### Problems to solve
**A.** In the passage on A.Q. Khan's nuclear network, how much did the Iranians pay in the February 1987 deal?
**B.** Please continue the passage on A.Q. Khan's nuclear network from where it stops.

### Text block
━━━
At the center of this activity is the Pakistani metallurgist A.Q. Khan and his collaborators. A great deal has been written about them—including by me in these pages2—but I have never found an account as detailed as the one in Peddling Peril: How the Secret Nuclear Trade Arms America’s Enemies, by the nuclear armaments expert David Albright. Albright holds master’s degrees in physics and mathematics and has taught physics. For five years—between 1992 and 1997—he was part of the International Atomic Energy Agency’s Action Team and in that capacity he spent time as a weapons inspector in Iraq. In 1993, he founded the Institute for Science and International Security, a nonprofit research organization based in Washington, D.C., of which he is president.3
In short, Albright is a perfect person to write a book like this. As he recounts, Kahn’s first customer outside Pakistan was Iran. By 1984 the Islamic Republic had decided that it needed gas centrifuges to enrich uranium, which Iranian officials knew had been done by Pakistan. Masud Naraghi, an Iranian engineer with a Ph.D. in plasma physics from Case Western Reserve University in Cleveland, was given the job of buying the necessary information and equipment from somewhere.
Needless to say, the “somewhere” was the network of suppliers that Khan had set up. One of these was a firm in Cologne called Leybold-Heraeus. Among other things, this company had devised a way to place centrifuges in a vacuum to reduce friction, so that the rotors in them could spin faster than the speed of sound. The company had managed to get some of this equipment to Kahn by the usual tactic of claiming that it was “dual use”—i.e., that it had civilian applications—or by shipping it to dummy companies in places like Dubai that had lax or nonexistent export and import regulations. Naraghi seemed to know enough about the Pakistani program to arrange visits to the Leybold plant in Cologne. One of the people he met there was a German engineer named Gotthard Lerch.
Lerch was a perfect collaborator. He had absolutely no scruples about selling anything to anybody as long as he could skim a percentage of the sale. He also understood what Naraghi wanted without Naraghi having to say anything about centrifuges, let alone what they were going to be used for, which gave everyone involved deniability. Lerch presented Naraghi with an entire menu of centrifuge parts to choose from. In February 1987, the Iranian government secretly signed a deal (approved by then Prime Minister Mir Hossein Moussavi) to get some used Pakistani centrifuges of the P1 design, as well as the plans for the P2 centrifuge, the P1’s successor.
The Iranians paid between five and ten million dollars, of which Lerch got the lion’s share and his sources in Pakistan the rest. The unanswered question is whether the package also included the Chinese design for a nuclear weapon that Khan had obtained. Most people I have asked are quite sure that it did. In any event this sale became the basis of Iran’s uranium enrichment program.
━━━
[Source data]
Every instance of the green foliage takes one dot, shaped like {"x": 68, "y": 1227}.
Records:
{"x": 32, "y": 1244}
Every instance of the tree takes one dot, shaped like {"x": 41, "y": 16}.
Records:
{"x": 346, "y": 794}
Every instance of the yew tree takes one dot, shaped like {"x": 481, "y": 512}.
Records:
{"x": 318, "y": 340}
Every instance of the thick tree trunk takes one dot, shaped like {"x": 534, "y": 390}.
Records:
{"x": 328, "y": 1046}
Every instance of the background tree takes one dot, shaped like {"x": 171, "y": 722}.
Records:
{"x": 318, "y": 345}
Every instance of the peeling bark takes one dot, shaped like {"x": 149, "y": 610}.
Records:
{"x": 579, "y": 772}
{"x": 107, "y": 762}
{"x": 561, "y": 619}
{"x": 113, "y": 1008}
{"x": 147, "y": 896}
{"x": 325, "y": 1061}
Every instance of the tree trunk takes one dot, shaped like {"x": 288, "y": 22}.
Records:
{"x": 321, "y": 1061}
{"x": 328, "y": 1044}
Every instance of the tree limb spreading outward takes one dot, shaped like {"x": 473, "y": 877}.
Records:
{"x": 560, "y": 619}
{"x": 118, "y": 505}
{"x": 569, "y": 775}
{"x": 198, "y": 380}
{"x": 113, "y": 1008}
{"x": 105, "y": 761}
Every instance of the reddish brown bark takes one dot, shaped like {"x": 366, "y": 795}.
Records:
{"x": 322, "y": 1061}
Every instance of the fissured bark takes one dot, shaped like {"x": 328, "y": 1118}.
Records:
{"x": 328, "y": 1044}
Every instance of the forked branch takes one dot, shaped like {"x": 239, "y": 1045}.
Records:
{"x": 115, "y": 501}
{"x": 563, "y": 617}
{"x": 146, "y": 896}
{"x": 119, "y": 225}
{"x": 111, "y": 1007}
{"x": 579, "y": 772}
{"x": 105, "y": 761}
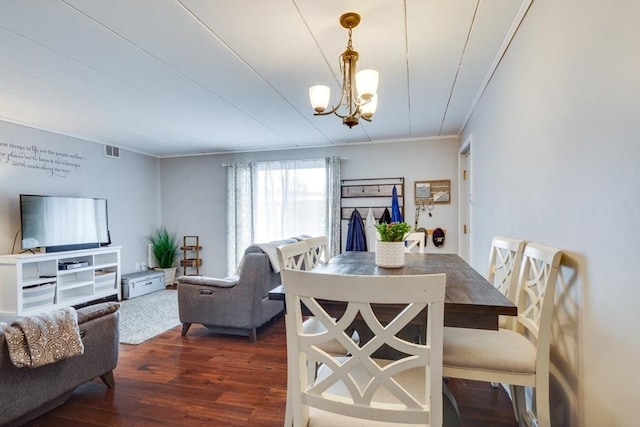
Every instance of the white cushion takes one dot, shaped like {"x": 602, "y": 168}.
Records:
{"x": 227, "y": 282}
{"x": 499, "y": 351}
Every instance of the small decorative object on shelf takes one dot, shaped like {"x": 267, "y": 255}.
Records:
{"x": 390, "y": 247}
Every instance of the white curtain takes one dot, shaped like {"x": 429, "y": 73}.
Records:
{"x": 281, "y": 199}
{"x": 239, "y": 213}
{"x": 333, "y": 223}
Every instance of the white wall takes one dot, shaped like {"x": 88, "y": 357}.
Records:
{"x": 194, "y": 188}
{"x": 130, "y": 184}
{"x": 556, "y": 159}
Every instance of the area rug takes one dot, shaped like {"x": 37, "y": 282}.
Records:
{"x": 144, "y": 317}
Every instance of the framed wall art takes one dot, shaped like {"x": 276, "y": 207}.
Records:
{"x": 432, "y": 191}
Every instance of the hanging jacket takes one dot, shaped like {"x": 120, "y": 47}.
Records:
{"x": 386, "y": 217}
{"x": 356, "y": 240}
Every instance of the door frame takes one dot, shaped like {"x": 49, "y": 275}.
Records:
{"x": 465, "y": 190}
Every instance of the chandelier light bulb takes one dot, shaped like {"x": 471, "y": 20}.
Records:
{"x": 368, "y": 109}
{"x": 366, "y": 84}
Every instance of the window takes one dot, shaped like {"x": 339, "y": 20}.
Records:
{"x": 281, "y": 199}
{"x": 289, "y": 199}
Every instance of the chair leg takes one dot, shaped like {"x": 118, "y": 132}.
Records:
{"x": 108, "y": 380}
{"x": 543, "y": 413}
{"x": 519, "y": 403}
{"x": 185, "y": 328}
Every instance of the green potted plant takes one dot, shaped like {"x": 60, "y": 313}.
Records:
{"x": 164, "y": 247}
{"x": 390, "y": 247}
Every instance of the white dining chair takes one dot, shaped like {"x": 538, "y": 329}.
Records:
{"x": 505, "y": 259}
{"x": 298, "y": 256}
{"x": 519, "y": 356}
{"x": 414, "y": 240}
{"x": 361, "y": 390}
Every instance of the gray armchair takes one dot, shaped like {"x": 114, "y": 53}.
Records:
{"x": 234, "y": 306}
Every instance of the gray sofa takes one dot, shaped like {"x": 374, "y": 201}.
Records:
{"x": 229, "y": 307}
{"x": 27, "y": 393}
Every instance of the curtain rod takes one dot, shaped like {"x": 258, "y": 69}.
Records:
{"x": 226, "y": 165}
━━━
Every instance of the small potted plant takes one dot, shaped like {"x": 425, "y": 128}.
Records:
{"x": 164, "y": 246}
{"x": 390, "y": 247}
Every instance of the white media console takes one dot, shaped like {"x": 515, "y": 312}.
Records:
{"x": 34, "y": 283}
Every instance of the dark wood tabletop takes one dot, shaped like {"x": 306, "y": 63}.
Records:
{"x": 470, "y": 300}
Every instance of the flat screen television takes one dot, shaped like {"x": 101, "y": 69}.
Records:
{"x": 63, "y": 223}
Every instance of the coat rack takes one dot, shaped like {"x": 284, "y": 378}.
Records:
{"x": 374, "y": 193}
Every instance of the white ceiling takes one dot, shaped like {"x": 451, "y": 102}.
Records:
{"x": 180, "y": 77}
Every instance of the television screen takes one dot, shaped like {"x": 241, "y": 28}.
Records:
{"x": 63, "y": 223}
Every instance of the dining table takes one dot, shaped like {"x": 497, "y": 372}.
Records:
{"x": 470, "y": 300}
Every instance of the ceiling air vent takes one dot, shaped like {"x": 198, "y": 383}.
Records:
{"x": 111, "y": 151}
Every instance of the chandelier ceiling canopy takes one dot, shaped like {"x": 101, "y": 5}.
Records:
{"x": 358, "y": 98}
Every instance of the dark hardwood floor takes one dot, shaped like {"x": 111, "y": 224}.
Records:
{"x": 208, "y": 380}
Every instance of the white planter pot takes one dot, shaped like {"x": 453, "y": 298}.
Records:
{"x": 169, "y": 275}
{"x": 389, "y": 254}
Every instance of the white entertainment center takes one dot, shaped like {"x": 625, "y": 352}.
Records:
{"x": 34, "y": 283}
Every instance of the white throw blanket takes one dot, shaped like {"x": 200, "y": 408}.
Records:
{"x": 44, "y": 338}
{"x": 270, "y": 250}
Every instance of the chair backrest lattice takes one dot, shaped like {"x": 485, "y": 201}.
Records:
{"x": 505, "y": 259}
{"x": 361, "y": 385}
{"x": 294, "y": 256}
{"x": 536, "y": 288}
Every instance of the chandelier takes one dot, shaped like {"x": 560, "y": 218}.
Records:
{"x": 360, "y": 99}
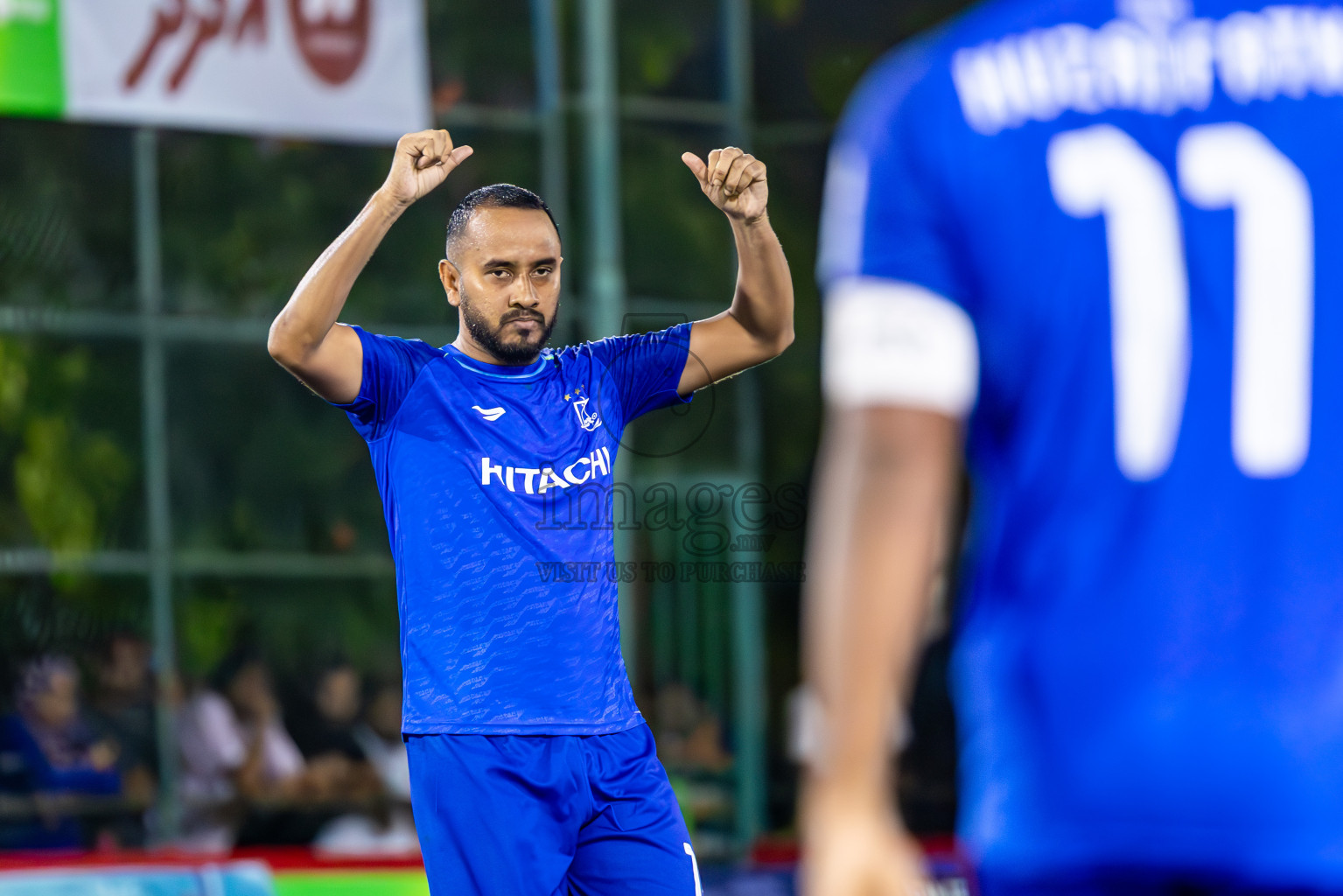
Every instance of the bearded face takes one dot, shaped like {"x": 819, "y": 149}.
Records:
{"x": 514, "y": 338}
━━━
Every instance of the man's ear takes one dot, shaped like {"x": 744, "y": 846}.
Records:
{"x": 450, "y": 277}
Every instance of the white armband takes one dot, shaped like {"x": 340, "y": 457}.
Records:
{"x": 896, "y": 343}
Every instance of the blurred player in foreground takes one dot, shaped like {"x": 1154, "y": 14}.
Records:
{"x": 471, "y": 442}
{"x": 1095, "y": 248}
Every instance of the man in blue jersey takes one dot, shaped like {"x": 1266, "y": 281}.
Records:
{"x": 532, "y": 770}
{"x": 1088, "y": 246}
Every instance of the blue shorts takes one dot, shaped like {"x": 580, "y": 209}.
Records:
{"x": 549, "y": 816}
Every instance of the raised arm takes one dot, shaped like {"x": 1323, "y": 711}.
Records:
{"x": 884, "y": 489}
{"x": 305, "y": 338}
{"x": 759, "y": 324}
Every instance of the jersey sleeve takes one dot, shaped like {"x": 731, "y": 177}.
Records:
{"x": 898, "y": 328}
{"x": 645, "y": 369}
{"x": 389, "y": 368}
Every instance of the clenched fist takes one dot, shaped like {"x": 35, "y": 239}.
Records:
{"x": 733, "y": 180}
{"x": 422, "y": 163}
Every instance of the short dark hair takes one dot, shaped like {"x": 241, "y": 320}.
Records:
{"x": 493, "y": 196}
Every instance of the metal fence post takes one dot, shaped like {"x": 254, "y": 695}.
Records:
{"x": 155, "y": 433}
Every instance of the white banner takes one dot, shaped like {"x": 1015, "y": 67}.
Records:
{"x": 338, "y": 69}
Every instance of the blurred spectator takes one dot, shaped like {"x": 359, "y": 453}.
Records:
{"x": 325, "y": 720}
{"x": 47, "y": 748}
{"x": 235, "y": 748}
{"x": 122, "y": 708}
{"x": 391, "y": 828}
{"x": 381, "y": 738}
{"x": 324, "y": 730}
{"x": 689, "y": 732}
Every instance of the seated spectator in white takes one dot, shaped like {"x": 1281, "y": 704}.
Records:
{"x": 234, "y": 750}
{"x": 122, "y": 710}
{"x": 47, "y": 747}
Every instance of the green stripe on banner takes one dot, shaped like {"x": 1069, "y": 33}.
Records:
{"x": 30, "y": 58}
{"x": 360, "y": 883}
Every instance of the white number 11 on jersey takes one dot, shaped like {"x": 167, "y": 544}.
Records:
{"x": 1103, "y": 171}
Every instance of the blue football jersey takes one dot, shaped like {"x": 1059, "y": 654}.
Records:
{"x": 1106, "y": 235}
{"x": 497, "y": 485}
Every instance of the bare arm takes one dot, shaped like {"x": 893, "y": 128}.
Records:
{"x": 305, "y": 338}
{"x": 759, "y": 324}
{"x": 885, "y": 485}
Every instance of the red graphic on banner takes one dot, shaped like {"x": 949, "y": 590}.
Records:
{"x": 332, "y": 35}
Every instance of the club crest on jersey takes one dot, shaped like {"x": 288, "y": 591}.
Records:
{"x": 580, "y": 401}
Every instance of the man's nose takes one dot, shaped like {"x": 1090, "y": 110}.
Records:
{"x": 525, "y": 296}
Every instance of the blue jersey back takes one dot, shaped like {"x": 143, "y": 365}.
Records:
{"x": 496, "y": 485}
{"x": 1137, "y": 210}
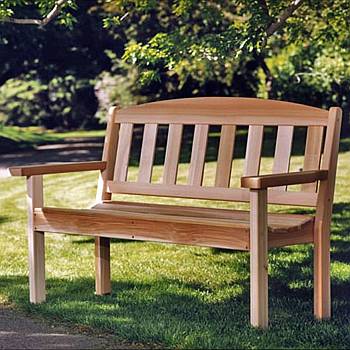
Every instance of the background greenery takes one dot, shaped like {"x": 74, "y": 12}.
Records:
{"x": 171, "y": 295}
━━━
### Answers for the exercise
**A.** Between five and ten million dollars.

**B.**
In the fall of 1990, shortly before the Gulf War, Iraq had some dealings of its own with Khan. Little came of them, although Albright notes that during the 1980s Baghdad had previously been able to obtain “large quantities of technology, equipment, and materials for Iraq’s nuclear programs from a range of countries including Britain, Germany, Switzerland, Austria, Japan, Brazil, and the United States.” However, as Hans Blix, the former chief weapons inspector for the United Nations, has repeatedly stated, UN weapons inspectors concluded from their own inspections in Iraq that the program was dismantled shortly after the Gulf War. “[Iraq’s weapons] were destroyed in 1991,” Blix told Tim Russert on Meet the Press in 2006.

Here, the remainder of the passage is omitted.